*** DATA FOR PROCESSING

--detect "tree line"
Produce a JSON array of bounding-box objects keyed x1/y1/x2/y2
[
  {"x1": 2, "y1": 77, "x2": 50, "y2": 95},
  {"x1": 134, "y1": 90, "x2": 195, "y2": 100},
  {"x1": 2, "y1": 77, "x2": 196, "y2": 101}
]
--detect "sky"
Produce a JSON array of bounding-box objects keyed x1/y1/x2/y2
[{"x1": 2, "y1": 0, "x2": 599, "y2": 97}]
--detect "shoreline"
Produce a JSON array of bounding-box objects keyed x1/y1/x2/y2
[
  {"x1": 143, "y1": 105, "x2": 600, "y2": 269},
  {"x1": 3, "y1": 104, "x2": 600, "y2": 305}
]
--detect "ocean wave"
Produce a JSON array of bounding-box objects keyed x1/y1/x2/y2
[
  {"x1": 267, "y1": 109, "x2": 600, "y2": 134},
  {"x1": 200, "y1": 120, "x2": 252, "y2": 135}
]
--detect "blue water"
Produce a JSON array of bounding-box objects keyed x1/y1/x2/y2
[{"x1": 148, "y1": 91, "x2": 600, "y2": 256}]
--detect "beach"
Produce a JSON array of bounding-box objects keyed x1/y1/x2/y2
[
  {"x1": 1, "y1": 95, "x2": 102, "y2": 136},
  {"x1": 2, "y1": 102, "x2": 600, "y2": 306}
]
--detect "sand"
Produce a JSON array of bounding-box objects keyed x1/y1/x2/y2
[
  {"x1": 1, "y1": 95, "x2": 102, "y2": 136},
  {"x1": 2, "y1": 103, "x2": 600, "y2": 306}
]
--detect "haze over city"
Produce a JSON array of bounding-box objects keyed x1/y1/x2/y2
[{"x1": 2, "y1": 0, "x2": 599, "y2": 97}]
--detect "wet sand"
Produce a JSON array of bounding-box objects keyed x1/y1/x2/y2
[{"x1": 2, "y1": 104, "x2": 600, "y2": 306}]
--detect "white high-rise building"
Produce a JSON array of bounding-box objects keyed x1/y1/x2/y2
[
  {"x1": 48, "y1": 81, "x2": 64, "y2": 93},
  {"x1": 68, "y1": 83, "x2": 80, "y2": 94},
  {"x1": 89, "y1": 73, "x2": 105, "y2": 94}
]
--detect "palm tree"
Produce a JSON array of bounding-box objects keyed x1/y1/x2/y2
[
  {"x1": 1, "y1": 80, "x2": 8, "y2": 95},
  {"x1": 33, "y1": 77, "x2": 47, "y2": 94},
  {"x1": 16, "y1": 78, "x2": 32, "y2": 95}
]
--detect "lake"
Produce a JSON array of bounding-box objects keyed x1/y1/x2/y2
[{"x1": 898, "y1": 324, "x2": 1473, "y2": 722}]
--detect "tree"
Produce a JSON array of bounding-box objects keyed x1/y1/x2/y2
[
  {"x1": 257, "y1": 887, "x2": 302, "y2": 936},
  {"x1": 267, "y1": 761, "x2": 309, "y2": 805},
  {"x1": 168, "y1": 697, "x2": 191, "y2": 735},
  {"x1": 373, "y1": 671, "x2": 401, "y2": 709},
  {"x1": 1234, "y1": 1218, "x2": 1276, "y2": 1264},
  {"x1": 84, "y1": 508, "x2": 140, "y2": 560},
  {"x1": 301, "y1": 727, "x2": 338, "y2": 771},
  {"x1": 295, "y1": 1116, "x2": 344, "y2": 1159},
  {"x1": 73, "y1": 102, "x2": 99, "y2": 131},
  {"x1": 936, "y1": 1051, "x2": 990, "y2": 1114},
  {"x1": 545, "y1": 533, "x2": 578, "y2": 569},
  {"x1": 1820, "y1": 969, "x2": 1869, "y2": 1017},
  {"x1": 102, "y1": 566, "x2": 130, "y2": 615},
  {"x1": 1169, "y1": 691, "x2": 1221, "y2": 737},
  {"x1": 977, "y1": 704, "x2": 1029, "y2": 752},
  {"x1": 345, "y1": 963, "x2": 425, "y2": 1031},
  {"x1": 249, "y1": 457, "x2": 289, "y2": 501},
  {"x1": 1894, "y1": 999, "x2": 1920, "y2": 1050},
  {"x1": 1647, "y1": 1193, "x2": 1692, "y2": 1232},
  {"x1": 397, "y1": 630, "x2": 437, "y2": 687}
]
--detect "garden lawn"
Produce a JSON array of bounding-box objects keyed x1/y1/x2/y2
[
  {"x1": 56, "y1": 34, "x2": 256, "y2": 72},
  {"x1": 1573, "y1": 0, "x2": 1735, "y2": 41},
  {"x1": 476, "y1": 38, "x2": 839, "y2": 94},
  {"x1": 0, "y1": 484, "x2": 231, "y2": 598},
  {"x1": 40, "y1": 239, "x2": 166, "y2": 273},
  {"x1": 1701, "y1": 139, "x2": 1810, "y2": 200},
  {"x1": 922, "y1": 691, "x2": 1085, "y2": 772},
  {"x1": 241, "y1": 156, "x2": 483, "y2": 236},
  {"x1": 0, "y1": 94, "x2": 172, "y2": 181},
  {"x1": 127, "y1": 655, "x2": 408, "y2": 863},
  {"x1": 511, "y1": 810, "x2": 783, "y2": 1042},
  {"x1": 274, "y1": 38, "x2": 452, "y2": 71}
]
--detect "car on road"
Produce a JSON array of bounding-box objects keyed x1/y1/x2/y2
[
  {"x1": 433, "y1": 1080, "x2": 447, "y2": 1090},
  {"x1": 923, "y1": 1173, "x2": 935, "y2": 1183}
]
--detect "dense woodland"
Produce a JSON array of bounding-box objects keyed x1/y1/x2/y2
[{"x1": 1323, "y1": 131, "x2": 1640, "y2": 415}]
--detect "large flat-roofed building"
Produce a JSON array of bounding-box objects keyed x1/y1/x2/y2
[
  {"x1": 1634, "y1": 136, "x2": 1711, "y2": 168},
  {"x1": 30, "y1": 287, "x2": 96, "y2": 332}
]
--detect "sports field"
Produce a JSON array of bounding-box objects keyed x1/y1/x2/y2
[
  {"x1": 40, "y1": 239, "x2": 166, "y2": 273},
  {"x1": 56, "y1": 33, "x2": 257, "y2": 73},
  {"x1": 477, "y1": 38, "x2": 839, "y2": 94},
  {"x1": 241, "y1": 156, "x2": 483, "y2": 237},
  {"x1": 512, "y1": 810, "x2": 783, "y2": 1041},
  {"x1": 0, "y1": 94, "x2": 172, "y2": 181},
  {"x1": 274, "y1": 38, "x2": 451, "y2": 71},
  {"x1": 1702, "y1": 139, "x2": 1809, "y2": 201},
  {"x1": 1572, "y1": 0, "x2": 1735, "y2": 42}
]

******

## ACTIVITY
An exact retyping of every line in the records is needed.

## PROBLEM SOLUTION
--detect "tree line"
Produce a JSON array of bounding-box objects keyed x1/y1/x2/y2
[
  {"x1": 2, "y1": 77, "x2": 50, "y2": 95},
  {"x1": 134, "y1": 90, "x2": 195, "y2": 100},
  {"x1": 2, "y1": 77, "x2": 196, "y2": 101}
]
--detect "sky"
Produce a JSON array of bounding-box objects keyed x1/y1/x2/y2
[{"x1": 2, "y1": 0, "x2": 599, "y2": 97}]
--detect "shoreline"
Produce a JSON array of bounding-box objects keyed x1/y1/x2/y2
[
  {"x1": 143, "y1": 105, "x2": 600, "y2": 269},
  {"x1": 3, "y1": 104, "x2": 600, "y2": 305}
]
--detect "ocean wave"
Produce a JSON array of bounding-box objects keyed x1/y1/x2/y2
[
  {"x1": 267, "y1": 109, "x2": 600, "y2": 134},
  {"x1": 200, "y1": 120, "x2": 252, "y2": 135}
]
--detect "blue water"
Produce a JSON array of bounding-box objects keyed x1/y1/x2/y2
[{"x1": 148, "y1": 91, "x2": 600, "y2": 256}]
--detect "beach"
Produce a JSON array of bounding-box objects keyed x1/y1/x2/y2
[
  {"x1": 1, "y1": 95, "x2": 102, "y2": 136},
  {"x1": 2, "y1": 102, "x2": 600, "y2": 306}
]
--detect "sand"
Produce a JSON array of bounding-box objects keyed x1/y1/x2/y2
[
  {"x1": 1, "y1": 95, "x2": 102, "y2": 136},
  {"x1": 2, "y1": 103, "x2": 600, "y2": 306}
]
--detect "haze over city"
Produce a JSON array of bounding-box objects keyed x1/y1/x2/y2
[{"x1": 2, "y1": 0, "x2": 599, "y2": 97}]
--detect "wet sand"
Produce a JSON array of bounding-box objects keyed x1/y1/x2/y2
[{"x1": 2, "y1": 104, "x2": 600, "y2": 306}]
--detect "white high-rise building"
Produce a JSON array of bounding-box objects keyed x1/y1/x2/y2
[
  {"x1": 48, "y1": 81, "x2": 64, "y2": 93},
  {"x1": 68, "y1": 83, "x2": 80, "y2": 94},
  {"x1": 89, "y1": 73, "x2": 105, "y2": 94}
]
--detect "palm tree"
Produce a JSON array of bounding-box objects keyed x1/y1/x2/y2
[
  {"x1": 1, "y1": 80, "x2": 8, "y2": 95},
  {"x1": 33, "y1": 77, "x2": 47, "y2": 94},
  {"x1": 16, "y1": 78, "x2": 32, "y2": 95}
]
--detect "lake"
Produce a JSON array of bounding-box objects keyed x1/y1/x2/y2
[{"x1": 898, "y1": 324, "x2": 1473, "y2": 722}]
--detect "tree"
Produce a JSON array of bounding-box objects keyed x1/y1/x2/y2
[
  {"x1": 257, "y1": 887, "x2": 302, "y2": 936},
  {"x1": 267, "y1": 761, "x2": 309, "y2": 805},
  {"x1": 168, "y1": 697, "x2": 191, "y2": 735},
  {"x1": 373, "y1": 671, "x2": 401, "y2": 709},
  {"x1": 1234, "y1": 1218, "x2": 1276, "y2": 1264},
  {"x1": 84, "y1": 508, "x2": 140, "y2": 560},
  {"x1": 301, "y1": 727, "x2": 338, "y2": 771},
  {"x1": 295, "y1": 1116, "x2": 344, "y2": 1159},
  {"x1": 73, "y1": 102, "x2": 99, "y2": 131},
  {"x1": 936, "y1": 1051, "x2": 990, "y2": 1114},
  {"x1": 545, "y1": 533, "x2": 578, "y2": 569},
  {"x1": 1820, "y1": 969, "x2": 1869, "y2": 1017},
  {"x1": 102, "y1": 566, "x2": 130, "y2": 615},
  {"x1": 1169, "y1": 691, "x2": 1221, "y2": 737},
  {"x1": 977, "y1": 704, "x2": 1029, "y2": 752},
  {"x1": 345, "y1": 963, "x2": 425, "y2": 1031},
  {"x1": 249, "y1": 457, "x2": 289, "y2": 501},
  {"x1": 1894, "y1": 999, "x2": 1920, "y2": 1050},
  {"x1": 1647, "y1": 1193, "x2": 1692, "y2": 1232},
  {"x1": 397, "y1": 630, "x2": 437, "y2": 687}
]
--detect "garden lawn"
Produce a JSON array of bounding-box objects keyed x1/y1/x2/y2
[
  {"x1": 56, "y1": 34, "x2": 256, "y2": 72},
  {"x1": 1573, "y1": 0, "x2": 1735, "y2": 41},
  {"x1": 476, "y1": 38, "x2": 839, "y2": 94},
  {"x1": 0, "y1": 484, "x2": 231, "y2": 598},
  {"x1": 40, "y1": 239, "x2": 166, "y2": 273},
  {"x1": 1701, "y1": 139, "x2": 1810, "y2": 200},
  {"x1": 922, "y1": 691, "x2": 1085, "y2": 772},
  {"x1": 241, "y1": 156, "x2": 483, "y2": 236},
  {"x1": 0, "y1": 94, "x2": 172, "y2": 181},
  {"x1": 127, "y1": 655, "x2": 408, "y2": 863},
  {"x1": 511, "y1": 810, "x2": 783, "y2": 1042},
  {"x1": 274, "y1": 38, "x2": 452, "y2": 71}
]
--detect "car on road"
Produce a JSON array of bounding-box objects keyed x1/y1/x2/y2
[
  {"x1": 433, "y1": 1080, "x2": 447, "y2": 1090},
  {"x1": 923, "y1": 1173, "x2": 935, "y2": 1183}
]
--detect "dense woodland"
Produce a JSON array of bounding-box objects keyed x1/y1/x2/y2
[{"x1": 1323, "y1": 131, "x2": 1640, "y2": 415}]
--detect "large flat-roofed building"
Produce a JSON array of bounding-box objects keyed x1/y1/x2/y2
[
  {"x1": 1634, "y1": 136, "x2": 1711, "y2": 168},
  {"x1": 30, "y1": 287, "x2": 96, "y2": 332}
]
--detect "sports field"
Produce a JSON array of bounding-box objects keyed x1/y1/x2/y2
[
  {"x1": 40, "y1": 239, "x2": 166, "y2": 273},
  {"x1": 56, "y1": 33, "x2": 257, "y2": 73},
  {"x1": 477, "y1": 38, "x2": 839, "y2": 94},
  {"x1": 241, "y1": 156, "x2": 483, "y2": 237},
  {"x1": 512, "y1": 810, "x2": 783, "y2": 1041},
  {"x1": 0, "y1": 94, "x2": 172, "y2": 181},
  {"x1": 274, "y1": 38, "x2": 451, "y2": 71},
  {"x1": 1702, "y1": 139, "x2": 1809, "y2": 201},
  {"x1": 1572, "y1": 0, "x2": 1735, "y2": 42}
]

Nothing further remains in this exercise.